[Set problem A] Transcribe the review below from "As for Carell’s" to "life and sexuality?".
---------- Passage
Neither Aniston nor Witherspoon paves new ground here, but they’re giving better performances than the scripts they’ve been handed. At one point in the third episode, I began to wonder if they’d been miscast and ought to switch roles for a mightier – and more surprising, satisfying – challenge? I also wondered if “The Morning Show” has what it takes to steer well clear of the temptation to devolve into glamorous but disappointing fights that pit women against women.

As for Carell’s role? A week ago, I reviewed HBO’s “Mrs. Fletcher” and suggested that, as strong as the title character’s story is, the slightly more fascinating parts of the series are about her college freshman son’s disastrous encounters in a liberal arts atmosphere of gender and racial awareness. That review netted a few angry responses: How dare I take away from the fact that it’s a show about a middle-aged woman’s life and sexuality?

Sorry to say, then, that the best part of “The Morning Show” is once again about the awful dude. Carell’s Mitch experiences the full effects of cancel culture, although he does have the salve of being a multimillionaire, and the series is rightfully (if perhaps offensively) obsessed with his misery. He tries commiserating with other louts (Martin Short is particularly effective in a cameo as a disgraced but unrepentant film director); he tries to marshal his defenses into an effective comeback plan. As presented so far, “The Morning Show” is less a standoff between two women and instead hinges on one question: Will men ever listen?
--------------------
---------- Record set
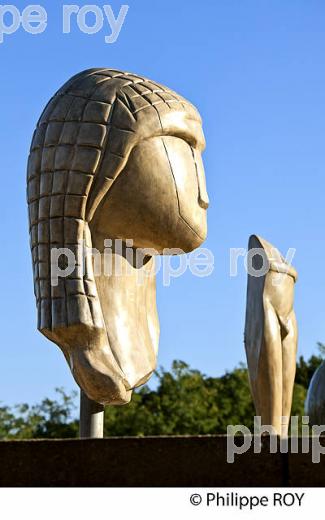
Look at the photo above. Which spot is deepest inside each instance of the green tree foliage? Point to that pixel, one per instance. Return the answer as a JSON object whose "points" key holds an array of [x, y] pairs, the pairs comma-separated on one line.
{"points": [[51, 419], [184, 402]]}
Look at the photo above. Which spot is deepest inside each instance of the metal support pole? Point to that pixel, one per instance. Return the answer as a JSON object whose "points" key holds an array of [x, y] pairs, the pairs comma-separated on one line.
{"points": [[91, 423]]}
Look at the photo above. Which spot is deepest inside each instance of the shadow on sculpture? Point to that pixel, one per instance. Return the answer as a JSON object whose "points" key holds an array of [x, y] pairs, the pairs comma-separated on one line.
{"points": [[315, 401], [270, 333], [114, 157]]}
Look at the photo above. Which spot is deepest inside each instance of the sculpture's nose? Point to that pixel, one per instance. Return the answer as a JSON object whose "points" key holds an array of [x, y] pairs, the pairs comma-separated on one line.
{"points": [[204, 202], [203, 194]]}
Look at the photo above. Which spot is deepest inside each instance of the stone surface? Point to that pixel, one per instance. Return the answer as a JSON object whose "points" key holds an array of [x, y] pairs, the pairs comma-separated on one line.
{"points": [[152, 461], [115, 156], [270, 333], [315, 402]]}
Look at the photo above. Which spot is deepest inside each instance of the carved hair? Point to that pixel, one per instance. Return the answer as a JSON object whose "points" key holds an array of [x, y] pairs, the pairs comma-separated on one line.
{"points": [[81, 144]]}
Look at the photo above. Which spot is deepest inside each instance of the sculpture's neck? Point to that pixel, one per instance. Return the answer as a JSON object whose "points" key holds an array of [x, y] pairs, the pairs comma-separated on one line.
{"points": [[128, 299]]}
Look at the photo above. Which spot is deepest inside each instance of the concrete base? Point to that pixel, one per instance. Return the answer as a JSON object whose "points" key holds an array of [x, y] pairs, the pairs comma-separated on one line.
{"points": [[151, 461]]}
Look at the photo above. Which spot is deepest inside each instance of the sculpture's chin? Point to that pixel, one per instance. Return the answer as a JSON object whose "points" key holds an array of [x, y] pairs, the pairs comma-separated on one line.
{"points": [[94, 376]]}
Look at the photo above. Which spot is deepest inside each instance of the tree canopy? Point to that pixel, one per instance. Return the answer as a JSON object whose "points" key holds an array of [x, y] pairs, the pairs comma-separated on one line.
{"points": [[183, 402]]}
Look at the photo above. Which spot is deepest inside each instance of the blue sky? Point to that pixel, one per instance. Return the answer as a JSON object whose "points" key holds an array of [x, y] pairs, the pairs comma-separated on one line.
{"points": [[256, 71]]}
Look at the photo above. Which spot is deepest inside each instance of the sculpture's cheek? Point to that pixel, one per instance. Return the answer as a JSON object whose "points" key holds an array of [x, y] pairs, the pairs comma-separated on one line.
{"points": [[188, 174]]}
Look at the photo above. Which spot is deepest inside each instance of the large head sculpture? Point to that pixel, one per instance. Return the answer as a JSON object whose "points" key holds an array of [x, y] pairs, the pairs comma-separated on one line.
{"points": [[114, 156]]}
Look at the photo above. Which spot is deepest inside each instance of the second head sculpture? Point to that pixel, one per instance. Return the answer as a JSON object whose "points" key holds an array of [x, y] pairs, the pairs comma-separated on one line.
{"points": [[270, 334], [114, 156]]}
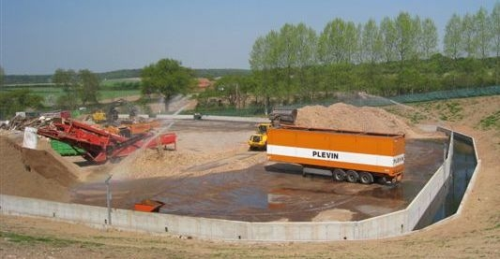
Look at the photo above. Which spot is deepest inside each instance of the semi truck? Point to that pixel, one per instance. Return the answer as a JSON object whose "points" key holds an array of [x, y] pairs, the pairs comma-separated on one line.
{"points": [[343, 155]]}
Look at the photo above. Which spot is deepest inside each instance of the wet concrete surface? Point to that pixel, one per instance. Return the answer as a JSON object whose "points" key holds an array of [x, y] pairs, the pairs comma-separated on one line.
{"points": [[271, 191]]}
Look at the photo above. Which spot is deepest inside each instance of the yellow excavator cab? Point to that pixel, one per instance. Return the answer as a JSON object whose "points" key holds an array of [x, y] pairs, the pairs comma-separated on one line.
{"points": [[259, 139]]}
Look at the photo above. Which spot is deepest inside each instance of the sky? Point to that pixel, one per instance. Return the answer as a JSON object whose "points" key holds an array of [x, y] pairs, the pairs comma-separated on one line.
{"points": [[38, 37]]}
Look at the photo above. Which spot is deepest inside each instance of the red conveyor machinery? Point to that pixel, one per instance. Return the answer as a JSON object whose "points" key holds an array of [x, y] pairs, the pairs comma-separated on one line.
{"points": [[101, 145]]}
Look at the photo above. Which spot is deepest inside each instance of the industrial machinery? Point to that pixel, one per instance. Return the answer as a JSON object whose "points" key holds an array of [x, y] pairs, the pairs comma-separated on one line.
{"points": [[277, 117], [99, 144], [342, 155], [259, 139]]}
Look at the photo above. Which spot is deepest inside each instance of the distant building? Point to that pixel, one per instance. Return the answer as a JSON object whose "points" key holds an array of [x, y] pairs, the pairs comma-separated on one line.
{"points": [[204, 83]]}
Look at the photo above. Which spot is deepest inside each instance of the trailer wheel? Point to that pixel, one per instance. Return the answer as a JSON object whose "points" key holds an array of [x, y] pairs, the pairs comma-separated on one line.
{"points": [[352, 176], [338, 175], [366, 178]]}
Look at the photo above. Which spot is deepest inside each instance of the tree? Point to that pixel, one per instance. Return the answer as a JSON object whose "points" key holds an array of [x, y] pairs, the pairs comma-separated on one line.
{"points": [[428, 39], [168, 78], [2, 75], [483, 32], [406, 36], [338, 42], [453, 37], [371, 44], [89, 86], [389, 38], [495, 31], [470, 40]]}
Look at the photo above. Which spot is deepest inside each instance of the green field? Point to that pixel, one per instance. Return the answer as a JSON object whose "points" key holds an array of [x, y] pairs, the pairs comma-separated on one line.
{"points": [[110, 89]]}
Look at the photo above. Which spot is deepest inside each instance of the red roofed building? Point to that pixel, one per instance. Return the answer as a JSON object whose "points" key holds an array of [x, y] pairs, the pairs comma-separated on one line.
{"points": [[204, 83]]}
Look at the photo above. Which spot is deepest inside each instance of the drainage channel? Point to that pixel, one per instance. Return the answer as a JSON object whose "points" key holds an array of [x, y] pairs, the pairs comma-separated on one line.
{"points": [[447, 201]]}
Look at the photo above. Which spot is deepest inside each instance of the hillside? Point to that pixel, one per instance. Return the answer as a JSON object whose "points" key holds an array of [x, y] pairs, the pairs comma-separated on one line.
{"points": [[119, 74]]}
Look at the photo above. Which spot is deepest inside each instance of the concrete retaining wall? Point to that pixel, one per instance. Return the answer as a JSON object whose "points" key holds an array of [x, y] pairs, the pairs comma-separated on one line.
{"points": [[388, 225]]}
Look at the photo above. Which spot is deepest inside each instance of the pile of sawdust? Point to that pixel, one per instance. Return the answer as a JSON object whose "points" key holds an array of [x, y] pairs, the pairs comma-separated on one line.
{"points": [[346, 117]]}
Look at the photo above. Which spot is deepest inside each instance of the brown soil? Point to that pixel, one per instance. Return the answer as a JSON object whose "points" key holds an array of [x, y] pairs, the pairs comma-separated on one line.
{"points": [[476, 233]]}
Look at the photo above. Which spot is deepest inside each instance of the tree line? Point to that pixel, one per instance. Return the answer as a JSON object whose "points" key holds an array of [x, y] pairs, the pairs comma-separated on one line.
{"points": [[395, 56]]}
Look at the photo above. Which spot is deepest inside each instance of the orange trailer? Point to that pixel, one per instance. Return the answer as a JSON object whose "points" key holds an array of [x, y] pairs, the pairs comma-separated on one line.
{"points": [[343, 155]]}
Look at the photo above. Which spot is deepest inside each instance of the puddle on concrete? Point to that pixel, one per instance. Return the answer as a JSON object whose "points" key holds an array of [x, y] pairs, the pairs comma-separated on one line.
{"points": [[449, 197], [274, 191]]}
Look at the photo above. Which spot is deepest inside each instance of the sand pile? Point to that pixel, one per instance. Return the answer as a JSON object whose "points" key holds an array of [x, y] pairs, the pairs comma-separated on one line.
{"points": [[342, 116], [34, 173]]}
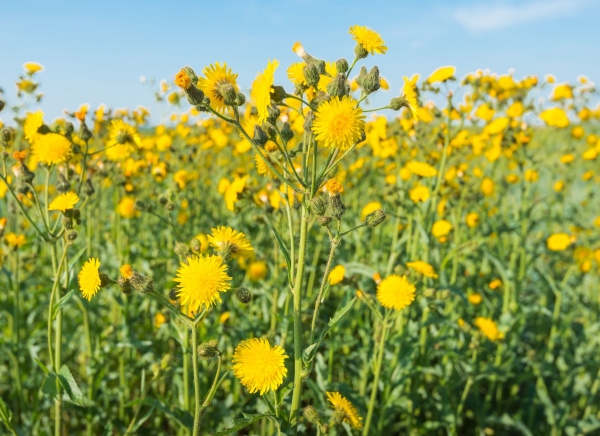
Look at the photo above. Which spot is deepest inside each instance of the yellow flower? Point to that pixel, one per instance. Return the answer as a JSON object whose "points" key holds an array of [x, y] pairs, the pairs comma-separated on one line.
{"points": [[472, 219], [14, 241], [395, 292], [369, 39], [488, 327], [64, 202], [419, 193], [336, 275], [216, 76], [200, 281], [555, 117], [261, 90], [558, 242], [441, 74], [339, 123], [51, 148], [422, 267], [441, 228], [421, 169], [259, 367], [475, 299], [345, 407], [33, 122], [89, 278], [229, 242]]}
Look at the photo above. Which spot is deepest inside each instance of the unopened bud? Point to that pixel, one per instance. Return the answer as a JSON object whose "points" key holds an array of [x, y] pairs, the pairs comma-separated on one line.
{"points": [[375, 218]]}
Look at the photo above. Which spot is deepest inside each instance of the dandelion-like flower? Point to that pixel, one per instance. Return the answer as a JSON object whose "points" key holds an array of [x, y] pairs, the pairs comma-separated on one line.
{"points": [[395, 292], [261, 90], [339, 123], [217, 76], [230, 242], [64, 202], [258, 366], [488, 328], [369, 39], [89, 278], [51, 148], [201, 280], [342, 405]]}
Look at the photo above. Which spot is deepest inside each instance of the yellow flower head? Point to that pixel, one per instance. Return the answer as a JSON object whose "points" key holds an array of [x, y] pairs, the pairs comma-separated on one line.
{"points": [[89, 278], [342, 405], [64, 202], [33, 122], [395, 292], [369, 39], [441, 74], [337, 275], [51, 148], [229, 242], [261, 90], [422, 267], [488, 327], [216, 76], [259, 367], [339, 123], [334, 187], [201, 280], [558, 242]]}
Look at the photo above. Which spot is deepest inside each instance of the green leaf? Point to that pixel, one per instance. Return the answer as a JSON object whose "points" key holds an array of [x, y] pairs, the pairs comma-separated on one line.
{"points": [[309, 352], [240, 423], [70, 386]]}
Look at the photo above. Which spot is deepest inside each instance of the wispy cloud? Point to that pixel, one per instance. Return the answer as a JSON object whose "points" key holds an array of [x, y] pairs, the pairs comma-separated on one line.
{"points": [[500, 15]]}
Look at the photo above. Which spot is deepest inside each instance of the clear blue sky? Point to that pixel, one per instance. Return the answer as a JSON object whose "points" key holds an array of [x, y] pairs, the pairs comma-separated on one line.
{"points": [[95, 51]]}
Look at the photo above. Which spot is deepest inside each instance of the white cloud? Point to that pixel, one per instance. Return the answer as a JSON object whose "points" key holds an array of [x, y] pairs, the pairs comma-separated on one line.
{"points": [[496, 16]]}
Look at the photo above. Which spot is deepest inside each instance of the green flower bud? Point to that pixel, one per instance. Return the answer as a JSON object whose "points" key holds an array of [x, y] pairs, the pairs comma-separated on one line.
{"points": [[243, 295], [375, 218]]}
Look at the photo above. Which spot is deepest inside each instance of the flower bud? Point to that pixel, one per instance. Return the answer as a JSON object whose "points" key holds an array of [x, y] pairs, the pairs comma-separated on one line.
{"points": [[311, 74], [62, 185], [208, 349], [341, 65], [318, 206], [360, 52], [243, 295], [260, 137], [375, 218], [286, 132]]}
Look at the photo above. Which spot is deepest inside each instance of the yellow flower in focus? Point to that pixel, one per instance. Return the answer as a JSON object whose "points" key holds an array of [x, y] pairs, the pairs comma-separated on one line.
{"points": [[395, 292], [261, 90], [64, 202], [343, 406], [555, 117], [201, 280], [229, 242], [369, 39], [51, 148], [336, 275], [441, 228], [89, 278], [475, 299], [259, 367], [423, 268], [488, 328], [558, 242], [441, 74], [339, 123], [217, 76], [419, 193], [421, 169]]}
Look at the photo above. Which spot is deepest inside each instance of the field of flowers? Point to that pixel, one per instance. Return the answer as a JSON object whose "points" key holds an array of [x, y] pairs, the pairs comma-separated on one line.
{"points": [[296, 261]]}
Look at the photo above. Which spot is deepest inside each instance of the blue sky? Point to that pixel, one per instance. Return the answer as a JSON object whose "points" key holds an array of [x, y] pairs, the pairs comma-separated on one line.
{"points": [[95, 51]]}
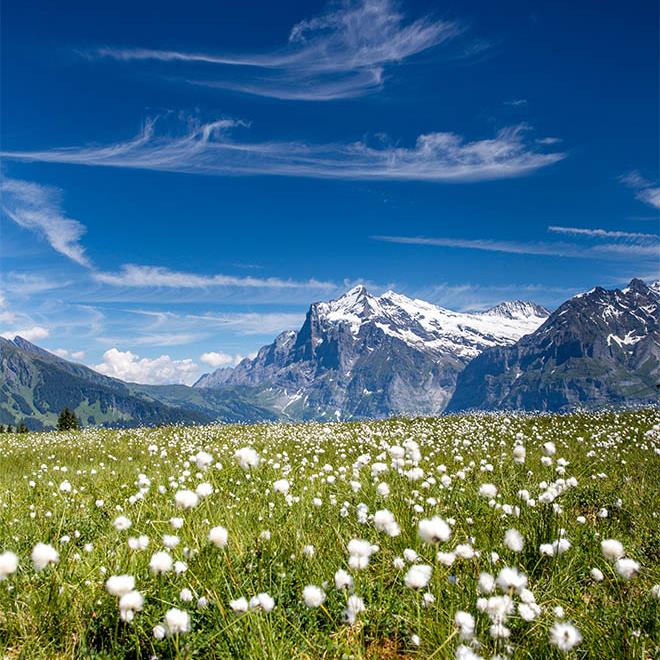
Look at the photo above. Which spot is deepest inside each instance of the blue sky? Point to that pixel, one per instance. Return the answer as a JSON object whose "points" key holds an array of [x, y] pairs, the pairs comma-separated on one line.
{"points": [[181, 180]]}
--------------------
[Set problem B] Gather every row above that contains the word "machinery". Case counts.

[Full answer A]
As for Carell’s role? A week ago, I reviewed HBO’s “Mrs. Fletcher” and suggested that, as strong as the title character’s story is, the slightly more fascinating parts of the series are about her college freshman son’s disastrous encounters in a liberal arts atmosphere of gender and racial awareness. That review netted a few angry responses: How dare I take away from the fact that it’s a show about a middle-aged woman’s life and sexuality?

[Full answer B]
Look at the photo above. Which spot is deepest inside each instance of the red conveyor machinery? Point to that pixel, one per instance. Return the answer as a JSON object whose "points" key holds an array of [x, y] pairs, the pairs comma-separated on one line.
Look at the photo above. Which spot is deepest inside each instance of the industrial machinery? Point to that pixel, one per instance. Return the answer as a JSON object whose "points" key holds an array of [x, y] pairs, the pairs comma-separated on one line.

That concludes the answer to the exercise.